§ Task brief
Show every line of the records that contains the string "black", copying each line in full. Case counts.

────────

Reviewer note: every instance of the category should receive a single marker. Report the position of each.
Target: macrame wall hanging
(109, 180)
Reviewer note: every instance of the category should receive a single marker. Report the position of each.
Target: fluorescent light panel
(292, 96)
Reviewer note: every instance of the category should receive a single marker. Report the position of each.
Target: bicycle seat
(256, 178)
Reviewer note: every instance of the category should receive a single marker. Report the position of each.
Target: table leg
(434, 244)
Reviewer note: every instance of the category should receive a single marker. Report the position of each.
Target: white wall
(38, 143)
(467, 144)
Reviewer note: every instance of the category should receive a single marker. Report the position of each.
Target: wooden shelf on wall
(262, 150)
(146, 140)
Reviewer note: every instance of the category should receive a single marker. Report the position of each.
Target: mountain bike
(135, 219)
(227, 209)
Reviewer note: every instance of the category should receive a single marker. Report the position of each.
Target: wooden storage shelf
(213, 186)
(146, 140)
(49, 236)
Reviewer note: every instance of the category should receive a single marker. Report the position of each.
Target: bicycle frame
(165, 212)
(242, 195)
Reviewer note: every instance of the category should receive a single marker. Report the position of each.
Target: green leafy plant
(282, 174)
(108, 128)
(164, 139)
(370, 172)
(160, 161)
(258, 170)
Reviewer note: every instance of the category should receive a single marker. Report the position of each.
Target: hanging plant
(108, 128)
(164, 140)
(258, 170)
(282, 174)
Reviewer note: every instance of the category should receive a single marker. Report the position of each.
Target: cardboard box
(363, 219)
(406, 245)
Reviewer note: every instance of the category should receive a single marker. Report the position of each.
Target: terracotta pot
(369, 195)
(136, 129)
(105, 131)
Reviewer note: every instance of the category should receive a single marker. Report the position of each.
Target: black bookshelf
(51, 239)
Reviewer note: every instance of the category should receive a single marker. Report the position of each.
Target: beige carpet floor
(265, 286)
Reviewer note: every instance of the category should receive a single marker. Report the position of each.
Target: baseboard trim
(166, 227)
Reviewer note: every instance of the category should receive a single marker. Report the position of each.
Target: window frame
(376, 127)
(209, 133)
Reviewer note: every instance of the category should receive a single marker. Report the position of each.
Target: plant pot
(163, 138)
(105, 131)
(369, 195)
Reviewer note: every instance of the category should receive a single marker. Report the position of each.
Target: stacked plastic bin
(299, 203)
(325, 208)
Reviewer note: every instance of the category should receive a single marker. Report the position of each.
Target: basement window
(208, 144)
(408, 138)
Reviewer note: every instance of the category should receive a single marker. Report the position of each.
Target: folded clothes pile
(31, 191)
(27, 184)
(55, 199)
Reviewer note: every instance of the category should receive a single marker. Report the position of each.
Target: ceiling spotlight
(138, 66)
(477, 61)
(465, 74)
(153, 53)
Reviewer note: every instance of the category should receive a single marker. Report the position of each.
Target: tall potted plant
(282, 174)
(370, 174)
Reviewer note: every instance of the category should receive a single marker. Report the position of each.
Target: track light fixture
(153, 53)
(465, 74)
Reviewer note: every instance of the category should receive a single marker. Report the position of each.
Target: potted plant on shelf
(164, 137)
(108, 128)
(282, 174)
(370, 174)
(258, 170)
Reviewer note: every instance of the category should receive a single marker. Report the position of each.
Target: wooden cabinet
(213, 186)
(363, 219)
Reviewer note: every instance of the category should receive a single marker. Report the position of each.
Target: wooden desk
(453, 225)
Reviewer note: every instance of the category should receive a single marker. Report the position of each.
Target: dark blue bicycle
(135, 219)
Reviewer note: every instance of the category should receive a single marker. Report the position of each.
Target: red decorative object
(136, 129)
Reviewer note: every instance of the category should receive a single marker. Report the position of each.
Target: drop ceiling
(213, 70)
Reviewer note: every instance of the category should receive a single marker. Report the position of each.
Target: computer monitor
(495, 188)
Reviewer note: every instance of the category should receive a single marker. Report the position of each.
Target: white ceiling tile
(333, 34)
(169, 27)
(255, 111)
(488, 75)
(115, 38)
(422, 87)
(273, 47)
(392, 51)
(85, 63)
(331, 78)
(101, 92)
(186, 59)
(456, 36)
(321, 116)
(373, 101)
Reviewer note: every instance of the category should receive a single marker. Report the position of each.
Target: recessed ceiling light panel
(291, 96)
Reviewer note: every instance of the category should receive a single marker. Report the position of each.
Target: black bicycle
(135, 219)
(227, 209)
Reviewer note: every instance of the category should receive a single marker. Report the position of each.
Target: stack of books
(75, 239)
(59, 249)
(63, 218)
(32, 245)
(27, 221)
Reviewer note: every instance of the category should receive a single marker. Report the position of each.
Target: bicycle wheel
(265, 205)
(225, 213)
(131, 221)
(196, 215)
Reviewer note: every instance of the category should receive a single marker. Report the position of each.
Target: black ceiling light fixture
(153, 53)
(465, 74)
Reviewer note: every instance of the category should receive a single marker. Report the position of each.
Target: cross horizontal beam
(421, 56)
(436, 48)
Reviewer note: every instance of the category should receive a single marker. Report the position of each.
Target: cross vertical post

────────

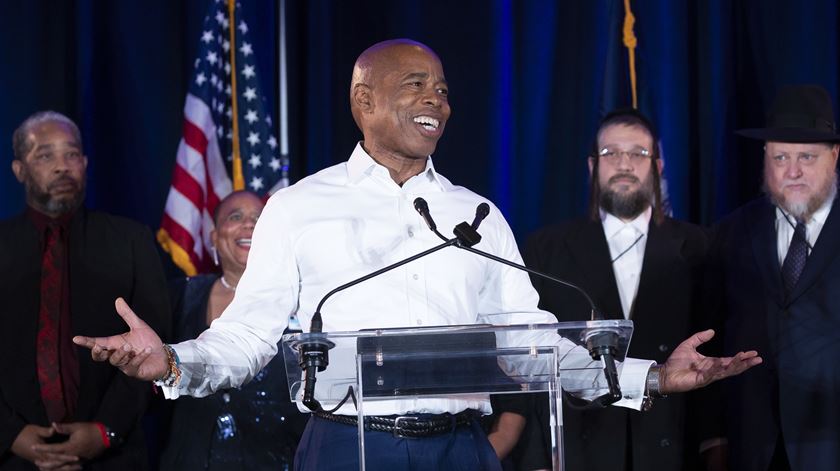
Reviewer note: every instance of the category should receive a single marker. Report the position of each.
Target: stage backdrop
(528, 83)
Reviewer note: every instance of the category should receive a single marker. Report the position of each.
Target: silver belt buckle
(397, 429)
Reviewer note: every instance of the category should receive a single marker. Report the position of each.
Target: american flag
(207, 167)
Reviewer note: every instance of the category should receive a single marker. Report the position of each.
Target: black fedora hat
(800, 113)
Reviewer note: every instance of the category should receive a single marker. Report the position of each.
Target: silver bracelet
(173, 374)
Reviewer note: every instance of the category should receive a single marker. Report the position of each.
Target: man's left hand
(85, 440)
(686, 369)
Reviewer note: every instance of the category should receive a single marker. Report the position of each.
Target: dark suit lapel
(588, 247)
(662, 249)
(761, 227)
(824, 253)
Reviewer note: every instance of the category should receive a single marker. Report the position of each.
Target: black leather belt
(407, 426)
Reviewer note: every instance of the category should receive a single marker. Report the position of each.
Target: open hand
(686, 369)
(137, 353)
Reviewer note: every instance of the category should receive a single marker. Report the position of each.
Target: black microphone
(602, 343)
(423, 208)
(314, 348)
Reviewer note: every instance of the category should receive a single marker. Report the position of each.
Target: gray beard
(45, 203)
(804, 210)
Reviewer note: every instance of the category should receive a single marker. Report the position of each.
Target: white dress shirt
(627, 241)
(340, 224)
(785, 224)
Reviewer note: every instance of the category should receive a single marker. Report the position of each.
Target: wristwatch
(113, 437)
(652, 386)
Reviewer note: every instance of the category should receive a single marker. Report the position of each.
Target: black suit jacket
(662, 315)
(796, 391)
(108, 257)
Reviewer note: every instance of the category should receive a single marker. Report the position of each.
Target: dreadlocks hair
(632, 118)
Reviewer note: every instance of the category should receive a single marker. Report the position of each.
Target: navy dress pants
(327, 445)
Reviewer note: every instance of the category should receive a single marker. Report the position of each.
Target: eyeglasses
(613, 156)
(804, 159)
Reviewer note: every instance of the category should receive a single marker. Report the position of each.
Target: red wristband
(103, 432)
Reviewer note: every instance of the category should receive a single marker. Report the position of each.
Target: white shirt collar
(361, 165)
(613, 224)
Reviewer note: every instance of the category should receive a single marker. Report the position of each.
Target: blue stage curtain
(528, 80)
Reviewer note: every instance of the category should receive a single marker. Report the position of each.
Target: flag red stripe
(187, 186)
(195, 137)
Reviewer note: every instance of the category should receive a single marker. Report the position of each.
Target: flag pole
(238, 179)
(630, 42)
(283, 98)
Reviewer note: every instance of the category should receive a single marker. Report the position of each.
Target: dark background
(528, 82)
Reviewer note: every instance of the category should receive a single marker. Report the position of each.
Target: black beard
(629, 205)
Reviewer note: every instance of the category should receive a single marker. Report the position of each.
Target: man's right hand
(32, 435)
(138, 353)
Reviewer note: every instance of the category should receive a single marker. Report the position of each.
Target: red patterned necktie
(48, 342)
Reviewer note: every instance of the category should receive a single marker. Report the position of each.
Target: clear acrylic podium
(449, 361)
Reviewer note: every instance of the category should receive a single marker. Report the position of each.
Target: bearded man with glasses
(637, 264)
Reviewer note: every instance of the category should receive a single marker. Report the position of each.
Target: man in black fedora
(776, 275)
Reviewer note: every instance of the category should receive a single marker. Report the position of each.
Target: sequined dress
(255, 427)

────────

§ Task output
Target: black bookshelf
Target: black bicycle
Target: black ceiling light fixture
Target: black fedora hat
Target: black leather belt
Target: black microphone
Target: black suit jacket
Target: black beard
Target: man in black fedora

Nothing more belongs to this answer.